- **Exercise materials**:
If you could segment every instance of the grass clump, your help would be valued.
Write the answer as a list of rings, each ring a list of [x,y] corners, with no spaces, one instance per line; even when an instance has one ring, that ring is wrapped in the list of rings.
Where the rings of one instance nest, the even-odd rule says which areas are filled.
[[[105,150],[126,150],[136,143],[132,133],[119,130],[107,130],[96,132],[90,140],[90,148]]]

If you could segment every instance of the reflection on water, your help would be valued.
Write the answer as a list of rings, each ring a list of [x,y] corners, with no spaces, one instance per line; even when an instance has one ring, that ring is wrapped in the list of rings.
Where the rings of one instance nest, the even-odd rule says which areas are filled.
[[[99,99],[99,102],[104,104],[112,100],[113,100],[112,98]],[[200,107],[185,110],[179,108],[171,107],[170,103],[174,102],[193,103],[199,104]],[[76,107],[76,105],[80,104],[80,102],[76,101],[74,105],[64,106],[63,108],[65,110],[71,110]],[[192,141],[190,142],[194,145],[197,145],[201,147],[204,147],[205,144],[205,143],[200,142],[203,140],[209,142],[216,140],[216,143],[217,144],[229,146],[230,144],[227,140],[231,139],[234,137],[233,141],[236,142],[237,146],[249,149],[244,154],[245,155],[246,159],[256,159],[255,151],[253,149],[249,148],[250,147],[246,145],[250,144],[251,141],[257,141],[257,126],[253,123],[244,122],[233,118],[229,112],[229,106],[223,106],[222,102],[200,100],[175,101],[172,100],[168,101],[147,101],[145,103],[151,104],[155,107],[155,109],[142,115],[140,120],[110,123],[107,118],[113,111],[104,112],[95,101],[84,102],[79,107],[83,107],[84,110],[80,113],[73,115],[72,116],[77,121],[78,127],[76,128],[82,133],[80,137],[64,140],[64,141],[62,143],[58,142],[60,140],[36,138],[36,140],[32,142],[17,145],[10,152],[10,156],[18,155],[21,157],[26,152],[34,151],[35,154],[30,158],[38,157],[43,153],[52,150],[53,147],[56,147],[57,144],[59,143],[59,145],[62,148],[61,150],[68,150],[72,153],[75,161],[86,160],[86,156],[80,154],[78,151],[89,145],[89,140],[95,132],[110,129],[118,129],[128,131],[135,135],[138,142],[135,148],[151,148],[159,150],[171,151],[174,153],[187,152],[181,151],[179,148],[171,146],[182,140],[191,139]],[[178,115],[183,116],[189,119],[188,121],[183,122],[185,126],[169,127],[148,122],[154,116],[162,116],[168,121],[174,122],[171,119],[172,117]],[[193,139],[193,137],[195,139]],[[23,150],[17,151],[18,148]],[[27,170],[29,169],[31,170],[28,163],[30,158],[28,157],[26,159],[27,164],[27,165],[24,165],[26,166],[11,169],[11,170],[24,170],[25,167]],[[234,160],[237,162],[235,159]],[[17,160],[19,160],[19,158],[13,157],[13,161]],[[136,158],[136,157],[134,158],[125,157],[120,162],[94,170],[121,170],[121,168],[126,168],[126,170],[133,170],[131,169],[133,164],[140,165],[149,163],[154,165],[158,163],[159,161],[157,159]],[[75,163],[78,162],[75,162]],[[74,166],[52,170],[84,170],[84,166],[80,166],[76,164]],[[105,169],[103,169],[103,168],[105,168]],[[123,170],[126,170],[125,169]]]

- **Work to be completed**:
Exact copies of all the records are required.

- **Full answer**:
If you could segment every instance of the grass clump, your help would be valued.
Write the answer as a list of rings, each ring a list of [x,y] corners, with no spaces, one instance per line; even when an instance has one ring, that ring is wrapped in the list of rings.
Where the rings of one instance nest, the even-odd rule says which areas are filled.
[[[105,150],[126,150],[136,143],[132,133],[119,130],[107,130],[96,132],[90,140],[90,148]]]

If you could segment every instance of the reflection on water, your help would be valued.
Write the answer as a list of rings, each ring a list of [x,y] corners, with no spaces, one instance per line; even when an instance has one ring, that ring is wrapped in the list of rings.
Where the rings of one instance nest, the even-odd rule says which areas are filled.
[[[99,99],[99,102],[104,104],[112,100],[113,100],[112,98]],[[200,107],[185,110],[179,108],[171,107],[170,103],[174,102],[193,103],[199,104]],[[76,107],[76,105],[80,104],[80,102],[76,101],[74,105],[64,106],[63,108],[65,110],[71,110]],[[192,141],[190,142],[194,145],[197,145],[201,147],[204,147],[205,144],[205,143],[200,142],[203,140],[209,142],[216,140],[216,143],[217,144],[229,146],[230,144],[227,140],[231,139],[234,137],[233,141],[236,142],[237,146],[249,149],[244,154],[245,155],[246,159],[256,159],[255,151],[253,149],[249,148],[250,147],[246,145],[250,144],[251,141],[257,141],[257,126],[253,123],[244,122],[233,118],[229,112],[229,106],[223,106],[222,102],[200,100],[175,101],[172,100],[168,101],[147,101],[145,103],[151,104],[155,107],[155,109],[142,115],[140,120],[110,123],[107,118],[113,111],[104,112],[95,101],[84,102],[79,107],[83,107],[84,110],[80,113],[73,115],[72,116],[77,121],[78,127],[76,128],[82,133],[80,137],[64,140],[64,141],[62,143],[58,142],[60,140],[36,138],[36,140],[32,142],[17,145],[10,152],[10,156],[18,155],[21,157],[26,152],[34,151],[35,154],[30,158],[38,157],[43,153],[52,150],[53,147],[56,147],[57,144],[59,143],[59,145],[62,148],[61,150],[68,150],[72,153],[75,161],[86,160],[86,156],[80,154],[78,151],[89,145],[89,140],[95,132],[110,129],[118,129],[128,131],[135,135],[138,142],[135,148],[151,148],[159,150],[171,151],[174,153],[187,152],[181,151],[179,148],[171,146],[182,140],[191,139]],[[178,115],[183,116],[189,119],[188,121],[183,122],[185,126],[169,127],[148,122],[154,116],[162,116],[168,121],[174,122],[171,119],[172,117]],[[193,139],[193,137],[195,139]],[[23,150],[17,151],[18,148]],[[27,170],[29,169],[31,170],[28,163],[30,158],[28,157],[26,159],[27,164],[27,165],[24,165],[26,166],[11,169],[11,170],[24,170],[25,167]],[[234,160],[237,162],[235,159]],[[17,160],[19,160],[19,158],[13,157],[13,161]],[[136,158],[136,157],[134,158],[125,157],[120,162],[94,170],[121,170],[121,168],[126,168],[126,170],[133,170],[131,169],[133,164],[140,165],[149,163],[154,165],[158,163],[159,161],[157,159]],[[75,163],[78,162],[75,162]],[[74,166],[52,170],[84,170],[84,166],[80,166],[76,164]],[[105,169],[103,169],[103,168],[105,168]],[[123,170],[126,170],[125,169]]]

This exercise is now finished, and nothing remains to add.